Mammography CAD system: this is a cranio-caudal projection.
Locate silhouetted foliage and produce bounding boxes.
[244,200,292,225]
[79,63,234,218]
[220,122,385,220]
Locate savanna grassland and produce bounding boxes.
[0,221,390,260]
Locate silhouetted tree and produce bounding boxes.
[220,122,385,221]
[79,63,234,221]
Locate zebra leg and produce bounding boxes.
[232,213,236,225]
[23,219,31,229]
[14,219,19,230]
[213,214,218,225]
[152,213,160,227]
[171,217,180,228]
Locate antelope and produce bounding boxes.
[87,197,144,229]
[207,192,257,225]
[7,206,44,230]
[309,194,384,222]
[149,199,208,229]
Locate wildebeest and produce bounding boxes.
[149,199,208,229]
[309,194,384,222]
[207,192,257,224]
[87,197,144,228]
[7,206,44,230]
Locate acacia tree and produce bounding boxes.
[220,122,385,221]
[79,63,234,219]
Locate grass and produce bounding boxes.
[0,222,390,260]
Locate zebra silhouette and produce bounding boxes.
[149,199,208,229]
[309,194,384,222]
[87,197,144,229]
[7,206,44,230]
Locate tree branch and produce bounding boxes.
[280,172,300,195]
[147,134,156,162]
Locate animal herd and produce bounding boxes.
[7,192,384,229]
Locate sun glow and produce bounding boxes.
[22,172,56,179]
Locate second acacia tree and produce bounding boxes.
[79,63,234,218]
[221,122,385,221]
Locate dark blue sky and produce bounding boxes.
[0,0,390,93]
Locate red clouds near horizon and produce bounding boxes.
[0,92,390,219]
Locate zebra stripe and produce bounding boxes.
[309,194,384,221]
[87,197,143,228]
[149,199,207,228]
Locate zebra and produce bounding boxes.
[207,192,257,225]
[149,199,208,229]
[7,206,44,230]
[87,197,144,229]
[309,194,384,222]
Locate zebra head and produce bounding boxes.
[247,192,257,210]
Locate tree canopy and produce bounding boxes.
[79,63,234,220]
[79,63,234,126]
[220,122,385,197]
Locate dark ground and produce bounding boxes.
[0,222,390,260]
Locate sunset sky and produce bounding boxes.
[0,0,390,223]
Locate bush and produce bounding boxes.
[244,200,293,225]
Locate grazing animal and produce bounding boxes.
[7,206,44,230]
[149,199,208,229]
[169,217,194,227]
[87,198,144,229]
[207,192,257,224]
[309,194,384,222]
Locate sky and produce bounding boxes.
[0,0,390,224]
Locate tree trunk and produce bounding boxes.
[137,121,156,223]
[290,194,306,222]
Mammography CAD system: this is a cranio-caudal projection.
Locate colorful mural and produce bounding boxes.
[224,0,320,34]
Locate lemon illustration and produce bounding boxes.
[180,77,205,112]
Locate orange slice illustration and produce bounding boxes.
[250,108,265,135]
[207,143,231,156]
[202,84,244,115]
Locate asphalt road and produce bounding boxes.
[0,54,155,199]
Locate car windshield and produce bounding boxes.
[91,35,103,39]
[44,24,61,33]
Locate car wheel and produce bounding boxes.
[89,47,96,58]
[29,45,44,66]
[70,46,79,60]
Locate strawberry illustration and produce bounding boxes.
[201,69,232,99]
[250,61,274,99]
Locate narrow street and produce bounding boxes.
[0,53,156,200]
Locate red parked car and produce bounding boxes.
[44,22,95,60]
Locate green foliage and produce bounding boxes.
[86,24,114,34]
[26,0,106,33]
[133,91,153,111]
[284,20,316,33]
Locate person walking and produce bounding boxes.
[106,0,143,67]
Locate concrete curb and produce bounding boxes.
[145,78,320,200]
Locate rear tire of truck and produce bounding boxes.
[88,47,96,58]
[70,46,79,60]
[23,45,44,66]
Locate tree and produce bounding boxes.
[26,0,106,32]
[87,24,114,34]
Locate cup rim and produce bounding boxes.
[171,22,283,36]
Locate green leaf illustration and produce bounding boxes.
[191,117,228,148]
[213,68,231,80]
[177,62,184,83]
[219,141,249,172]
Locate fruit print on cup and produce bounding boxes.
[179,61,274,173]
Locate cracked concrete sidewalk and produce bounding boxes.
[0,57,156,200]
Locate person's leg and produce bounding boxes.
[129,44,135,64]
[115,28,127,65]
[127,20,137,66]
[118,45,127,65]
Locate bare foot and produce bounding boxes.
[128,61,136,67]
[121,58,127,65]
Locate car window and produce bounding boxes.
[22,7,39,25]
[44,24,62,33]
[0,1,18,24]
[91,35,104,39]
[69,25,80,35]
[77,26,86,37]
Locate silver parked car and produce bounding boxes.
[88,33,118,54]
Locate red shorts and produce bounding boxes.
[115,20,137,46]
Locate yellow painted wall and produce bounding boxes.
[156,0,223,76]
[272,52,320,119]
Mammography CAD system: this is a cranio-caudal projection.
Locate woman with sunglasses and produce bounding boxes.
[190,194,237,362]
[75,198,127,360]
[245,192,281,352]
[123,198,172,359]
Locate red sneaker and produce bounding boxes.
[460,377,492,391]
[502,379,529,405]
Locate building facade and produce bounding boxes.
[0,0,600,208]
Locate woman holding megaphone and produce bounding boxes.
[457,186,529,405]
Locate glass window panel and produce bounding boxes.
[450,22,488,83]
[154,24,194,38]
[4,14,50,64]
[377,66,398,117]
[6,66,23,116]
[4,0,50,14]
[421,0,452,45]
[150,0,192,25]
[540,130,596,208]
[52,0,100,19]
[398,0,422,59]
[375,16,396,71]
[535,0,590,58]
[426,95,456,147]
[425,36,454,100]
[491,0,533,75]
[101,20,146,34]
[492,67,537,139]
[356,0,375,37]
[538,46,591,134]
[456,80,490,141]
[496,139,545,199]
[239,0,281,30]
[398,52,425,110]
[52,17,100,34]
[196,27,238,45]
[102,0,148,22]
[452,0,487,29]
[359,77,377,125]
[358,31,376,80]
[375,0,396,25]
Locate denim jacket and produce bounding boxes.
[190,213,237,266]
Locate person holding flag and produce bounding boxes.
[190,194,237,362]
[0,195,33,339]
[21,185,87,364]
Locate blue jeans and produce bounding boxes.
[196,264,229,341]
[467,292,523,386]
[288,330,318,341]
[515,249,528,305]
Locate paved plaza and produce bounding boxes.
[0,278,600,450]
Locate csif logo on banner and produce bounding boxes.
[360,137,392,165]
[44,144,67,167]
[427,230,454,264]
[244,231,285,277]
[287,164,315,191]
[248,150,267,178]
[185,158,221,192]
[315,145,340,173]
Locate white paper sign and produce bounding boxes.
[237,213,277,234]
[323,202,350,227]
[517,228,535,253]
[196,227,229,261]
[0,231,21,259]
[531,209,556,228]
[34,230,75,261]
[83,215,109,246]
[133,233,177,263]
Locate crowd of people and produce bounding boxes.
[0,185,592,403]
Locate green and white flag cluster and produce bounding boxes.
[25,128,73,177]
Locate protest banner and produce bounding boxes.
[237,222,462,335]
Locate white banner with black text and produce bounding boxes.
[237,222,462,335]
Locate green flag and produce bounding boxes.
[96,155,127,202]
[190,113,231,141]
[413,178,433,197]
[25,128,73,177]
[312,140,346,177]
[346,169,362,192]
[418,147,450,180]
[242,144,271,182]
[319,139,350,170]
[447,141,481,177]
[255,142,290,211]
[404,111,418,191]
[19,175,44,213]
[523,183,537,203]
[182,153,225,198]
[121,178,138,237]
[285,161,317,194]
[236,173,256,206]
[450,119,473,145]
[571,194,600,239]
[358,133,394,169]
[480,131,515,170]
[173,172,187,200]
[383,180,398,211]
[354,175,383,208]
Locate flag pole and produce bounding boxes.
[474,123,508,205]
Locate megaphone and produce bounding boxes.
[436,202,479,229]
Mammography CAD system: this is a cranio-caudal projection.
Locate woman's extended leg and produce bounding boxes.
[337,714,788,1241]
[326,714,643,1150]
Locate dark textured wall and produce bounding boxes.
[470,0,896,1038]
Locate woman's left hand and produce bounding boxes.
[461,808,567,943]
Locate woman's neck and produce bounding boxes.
● ● ● ● ●
◆ Written task: Reproduce the listing verbatim from its first line through the line that contains "[79,63,234,221]", including both of these lines.

◆ Response:
Mammography CAD system: this is a cranio-caudal projection.
Locate silhouetted foliage and produce bounding boxes.
[244,200,292,225]
[79,63,234,218]
[220,122,385,220]
Locate savanna grassland and produce bounding boxes.
[0,221,390,260]
Locate silhouetted tree and produce bounding boxes.
[220,122,385,221]
[79,63,234,221]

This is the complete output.